══ Dataset ══

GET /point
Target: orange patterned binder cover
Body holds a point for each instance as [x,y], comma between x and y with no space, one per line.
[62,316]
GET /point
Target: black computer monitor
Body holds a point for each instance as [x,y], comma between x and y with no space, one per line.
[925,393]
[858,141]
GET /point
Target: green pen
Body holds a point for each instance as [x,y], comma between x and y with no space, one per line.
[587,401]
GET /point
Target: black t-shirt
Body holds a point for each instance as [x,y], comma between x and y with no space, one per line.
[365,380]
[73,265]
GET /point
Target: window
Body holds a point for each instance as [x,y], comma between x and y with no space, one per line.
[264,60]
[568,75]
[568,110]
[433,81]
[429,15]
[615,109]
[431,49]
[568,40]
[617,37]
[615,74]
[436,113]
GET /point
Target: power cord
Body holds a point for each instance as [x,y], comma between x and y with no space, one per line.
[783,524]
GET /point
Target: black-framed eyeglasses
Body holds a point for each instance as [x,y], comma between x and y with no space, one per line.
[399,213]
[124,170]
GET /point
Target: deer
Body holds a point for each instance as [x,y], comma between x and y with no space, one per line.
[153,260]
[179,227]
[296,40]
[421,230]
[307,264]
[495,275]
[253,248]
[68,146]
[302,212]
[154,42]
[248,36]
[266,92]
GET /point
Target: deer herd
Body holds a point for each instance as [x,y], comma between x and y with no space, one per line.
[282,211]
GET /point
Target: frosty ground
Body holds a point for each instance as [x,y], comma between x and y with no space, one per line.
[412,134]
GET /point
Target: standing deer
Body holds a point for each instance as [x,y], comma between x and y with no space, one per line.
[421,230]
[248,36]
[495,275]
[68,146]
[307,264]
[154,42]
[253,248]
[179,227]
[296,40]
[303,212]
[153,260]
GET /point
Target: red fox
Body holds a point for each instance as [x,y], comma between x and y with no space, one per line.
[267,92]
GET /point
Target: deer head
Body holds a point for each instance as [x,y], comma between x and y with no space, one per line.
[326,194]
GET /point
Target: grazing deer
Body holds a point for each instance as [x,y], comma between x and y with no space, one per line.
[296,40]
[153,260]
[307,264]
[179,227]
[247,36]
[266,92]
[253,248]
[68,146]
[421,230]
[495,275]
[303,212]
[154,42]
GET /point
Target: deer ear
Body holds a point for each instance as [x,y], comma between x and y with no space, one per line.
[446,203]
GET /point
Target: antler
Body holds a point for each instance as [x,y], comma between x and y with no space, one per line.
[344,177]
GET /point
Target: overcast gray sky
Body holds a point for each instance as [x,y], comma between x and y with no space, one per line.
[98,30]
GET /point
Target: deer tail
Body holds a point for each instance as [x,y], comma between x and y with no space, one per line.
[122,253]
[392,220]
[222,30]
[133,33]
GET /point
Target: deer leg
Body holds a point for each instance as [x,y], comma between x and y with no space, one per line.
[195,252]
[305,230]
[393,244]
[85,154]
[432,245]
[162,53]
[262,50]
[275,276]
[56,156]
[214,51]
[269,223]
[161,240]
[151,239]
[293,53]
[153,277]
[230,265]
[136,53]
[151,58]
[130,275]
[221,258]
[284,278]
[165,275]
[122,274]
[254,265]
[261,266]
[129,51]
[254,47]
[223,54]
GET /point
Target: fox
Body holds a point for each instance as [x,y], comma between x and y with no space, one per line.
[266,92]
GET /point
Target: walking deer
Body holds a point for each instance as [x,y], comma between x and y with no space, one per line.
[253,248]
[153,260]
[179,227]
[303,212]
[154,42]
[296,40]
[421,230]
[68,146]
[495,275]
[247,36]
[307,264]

═══

### Task goal
Write out the entire listing exactly.

### Answer in full
GET /point
Target: orange patterned binder cover
Body holds a point for each instance as [x,y], comma between x and y with no space, one per line.
[62,316]
GET /point
Target: black computer monitor
Body holds a point for each instance as [x,y], comma between x and y with no space, one per line.
[925,393]
[858,141]
GET /point
Target: green pen
Body holds a point for each instance as [x,y], comma between x and y with no space, one per line.
[587,401]
GET /point
Target: black t-shirt
Body holds a point for each instance as [x,y], comma between x and y with no space, one per line.
[365,380]
[73,265]
GET /point
Target: window
Body holds a point for each instance as [x,y], comma between x and y with no space, one per line.
[264,60]
[568,75]
[568,110]
[433,81]
[429,15]
[615,109]
[431,49]
[568,40]
[617,37]
[615,74]
[436,113]
GET /point
Target: power cord
Body holds a point for each instance as [x,y], comma between x and y with no space, one per line.
[783,524]
GET /point
Target: black-framed eyeglasses
Body holds a point for each instance as [x,y], comma between x and y with no space, one per line.
[399,213]
[124,170]
GET /point
Target: deer
Body holds a point for each instance as [x,y], comma between x and y with no space, one per line.
[153,260]
[179,227]
[296,40]
[421,230]
[307,264]
[495,275]
[253,248]
[68,146]
[302,212]
[154,42]
[248,36]
[266,92]
GET /point
Target: deer herd
Body holds a point for each instance as [x,y], comma between x and y with no space, one per line.
[282,211]
GET /point
Target: frosty ground
Body holds a point for each instance as [x,y], comma between x and y with no space, one per line.
[412,134]
GET /point
Target: standing deer
Body holds a point for each instance as [x,y], comma between x and y with no space, one per line.
[421,230]
[248,36]
[495,275]
[68,146]
[307,264]
[154,42]
[253,248]
[179,227]
[296,40]
[303,212]
[153,260]
GET /point
Target: red fox
Body holds a point for each instance as [x,y], comma between x and y with no space, one per line.
[267,92]
GET /point
Target: deer head
Body holds a point for each instance as [x,y], comma between x and y with no space, one per line.
[326,194]
GET /point
Target: grazing deer
Body holds a point for each instance as [x,y], comma between x and y with no space, one per line.
[296,40]
[153,260]
[307,264]
[179,227]
[247,36]
[266,92]
[253,248]
[68,146]
[421,230]
[495,275]
[303,212]
[154,42]
GET /point
Target: deer ear
Body holds a point for each instance as [x,y], comma between x and y with no space, one per line.
[446,203]
GET /point
Target: antler
Body holds a point for each instance as [x,y], comma between x and y with no space, one per line.
[344,177]
GET /point
Target: overcast gray sky
Body holds a point for each instance as [x,y], comma between x and y with no space, one per line.
[98,30]
GET /point
Target: deer tail
Body holds a point for each instance as [x,y], comma between x and y with no space, one per line.
[122,253]
[392,220]
[222,30]
[133,33]
GET /point
Target: deer leg
Body holds a point for each instance as [x,y], comma between x and y with no space, one per line.
[195,252]
[305,230]
[393,244]
[85,154]
[432,245]
[162,53]
[262,50]
[275,276]
[56,156]
[214,51]
[269,223]
[161,240]
[151,239]
[293,53]
[153,277]
[230,265]
[136,53]
[151,58]
[130,275]
[221,258]
[284,278]
[165,275]
[122,274]
[254,265]
[261,266]
[129,51]
[254,47]
[223,54]
GET /point
Target: fox
Body holds a point for each instance as [x,y], comma between x and y with no space, one per line.
[266,92]
GET /point
Target: walking deer
Body holds a point for each instance as [x,y], comma between x and y with no space, one per line.
[253,248]
[153,260]
[179,227]
[303,212]
[154,42]
[296,40]
[421,230]
[68,146]
[495,275]
[247,36]
[307,264]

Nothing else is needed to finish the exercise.